→ **PASSAGE SHOWN**:
-- begin --

I won Best in Active Wear. Still, I heard from someone that a girl much smaller than I should

have taken that award. That was the tip of the iceberg. Following the Miss El Paso Teen pageant, I went back to my happy diet, crepes from Village Inn on Sundays, enjoying iced coffee from Dunkin’ Donuts when I felt like it. Sure enough, my body changed again—but it felt impossible to go back. I did not want to be absolutely miserable again, hungry all the time again. So I was not. I did not want to do that to me. But that decision cost me, too.

When I wanted to restrict myself, all I could focus on was the food I wanted to eat, like the giant chocolate marshmallow donut from the Glazy Donut. It became a cycle of, “It won’t hurt to eat this...” By the time Miss Texas Teen USA weekend rolled around, my body remained in its natural state. Many of the other girls were much smaller than I, some skinny to the bone. As someone who was inside, I know they would never admit to you that they did not eat. But that is the heartbreaking, ugly truth. Some just did not eat.


I am young and do not know much about the world, and I know the pageant world is making

strides to be better, but I find it to be unrealistic to indirectly ask young, impressionable girls,

teenagers, to diet. To reach exhaustion, to kill their bodies in the gym. I did not make the Top 15 at Miss Texas Teen USA as I did the year prior. It probably showed that my confidence was on the floor because, to my knowledge, relayed by another person, there was a lump of fat under my sports bra. To add to the plate, my life was falling apart. My boyfriend was preparing to break up with me, I was moving nearly a thousand miles away from home. Everything was just too much. Preparing to leave, losing everything, killing my body. When I did not hear “El Paso,” called during the announcement of semi-finalists, I felt guilty, like I let my hometown down.

-- end --

→ **LISTED ENTRIES**:

-- begin --

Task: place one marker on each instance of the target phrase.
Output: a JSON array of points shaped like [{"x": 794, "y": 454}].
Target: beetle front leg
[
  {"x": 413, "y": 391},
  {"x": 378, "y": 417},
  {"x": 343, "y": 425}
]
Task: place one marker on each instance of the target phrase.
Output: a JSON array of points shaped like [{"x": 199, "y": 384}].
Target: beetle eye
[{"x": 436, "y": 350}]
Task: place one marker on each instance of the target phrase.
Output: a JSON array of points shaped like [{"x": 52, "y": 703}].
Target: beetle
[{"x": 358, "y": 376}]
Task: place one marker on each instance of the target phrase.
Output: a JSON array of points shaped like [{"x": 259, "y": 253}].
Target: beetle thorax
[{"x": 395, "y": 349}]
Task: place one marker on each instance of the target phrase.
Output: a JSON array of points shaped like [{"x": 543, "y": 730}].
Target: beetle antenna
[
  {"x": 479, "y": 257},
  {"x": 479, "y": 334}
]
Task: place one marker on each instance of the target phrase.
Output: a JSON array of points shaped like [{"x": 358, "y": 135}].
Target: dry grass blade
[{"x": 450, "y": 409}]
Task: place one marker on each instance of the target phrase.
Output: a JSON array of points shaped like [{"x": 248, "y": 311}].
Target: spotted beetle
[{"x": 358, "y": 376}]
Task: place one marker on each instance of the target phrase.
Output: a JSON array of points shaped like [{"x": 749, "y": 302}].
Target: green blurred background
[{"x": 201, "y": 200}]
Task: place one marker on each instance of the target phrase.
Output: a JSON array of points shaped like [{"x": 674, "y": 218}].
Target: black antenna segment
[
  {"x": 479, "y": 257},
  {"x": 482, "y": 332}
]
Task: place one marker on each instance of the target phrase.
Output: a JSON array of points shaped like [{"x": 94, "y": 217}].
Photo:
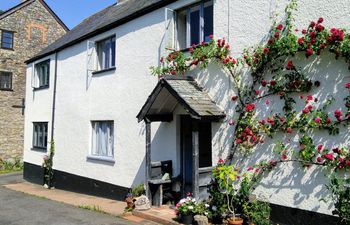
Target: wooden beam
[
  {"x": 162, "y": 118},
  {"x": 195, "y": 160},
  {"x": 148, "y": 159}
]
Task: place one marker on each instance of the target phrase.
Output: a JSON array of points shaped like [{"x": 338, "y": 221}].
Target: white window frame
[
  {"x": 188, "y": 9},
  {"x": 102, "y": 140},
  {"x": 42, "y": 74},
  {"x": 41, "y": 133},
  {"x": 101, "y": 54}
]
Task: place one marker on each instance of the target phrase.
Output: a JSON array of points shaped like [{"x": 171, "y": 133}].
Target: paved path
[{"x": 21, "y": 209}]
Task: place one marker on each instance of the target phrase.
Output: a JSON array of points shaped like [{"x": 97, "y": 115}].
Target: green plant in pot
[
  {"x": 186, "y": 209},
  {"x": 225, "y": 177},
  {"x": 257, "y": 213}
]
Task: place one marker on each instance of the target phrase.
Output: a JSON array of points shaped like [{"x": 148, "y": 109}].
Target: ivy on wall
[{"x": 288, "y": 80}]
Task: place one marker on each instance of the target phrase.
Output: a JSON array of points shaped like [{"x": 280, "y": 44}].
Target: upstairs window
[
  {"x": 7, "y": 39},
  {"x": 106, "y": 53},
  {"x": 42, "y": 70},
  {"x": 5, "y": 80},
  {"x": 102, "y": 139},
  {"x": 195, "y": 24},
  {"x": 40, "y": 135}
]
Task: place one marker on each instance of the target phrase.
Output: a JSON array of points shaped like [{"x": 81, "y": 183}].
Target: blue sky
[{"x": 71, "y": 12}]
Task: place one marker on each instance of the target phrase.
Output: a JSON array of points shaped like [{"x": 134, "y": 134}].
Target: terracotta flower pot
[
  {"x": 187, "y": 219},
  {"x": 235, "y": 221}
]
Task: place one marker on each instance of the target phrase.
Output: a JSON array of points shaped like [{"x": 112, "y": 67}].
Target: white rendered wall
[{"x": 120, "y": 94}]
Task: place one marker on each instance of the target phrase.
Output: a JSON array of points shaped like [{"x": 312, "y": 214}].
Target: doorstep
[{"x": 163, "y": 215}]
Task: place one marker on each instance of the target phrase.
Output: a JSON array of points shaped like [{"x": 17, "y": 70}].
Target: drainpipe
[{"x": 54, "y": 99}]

-- end --

→ **SHORT EXERCISE**:
Set down the pageant passage above word for word, from "strides to be" to "my hometown down.".

→ **THE ANSWER**:
strides to be better, but I find it to be unrealistic to indirectly ask young, impressionable girls,

teenagers, to diet. To reach exhaustion, to kill their bodies in the gym. I did not make the Top 15 at Miss Texas Teen USA as I did the year prior. It probably showed that my confidence was on the floor because, to my knowledge, relayed by another person, there was a lump of fat under my sports bra. To add to the plate, my life was falling apart. My boyfriend was preparing to break up with me, I was moving nearly a thousand miles away from home. Everything was just too much. Preparing to leave, losing everything, killing my body. When I did not hear “El Paso,” called during the announcement of semi-finalists, I felt guilty, like I let my hometown down.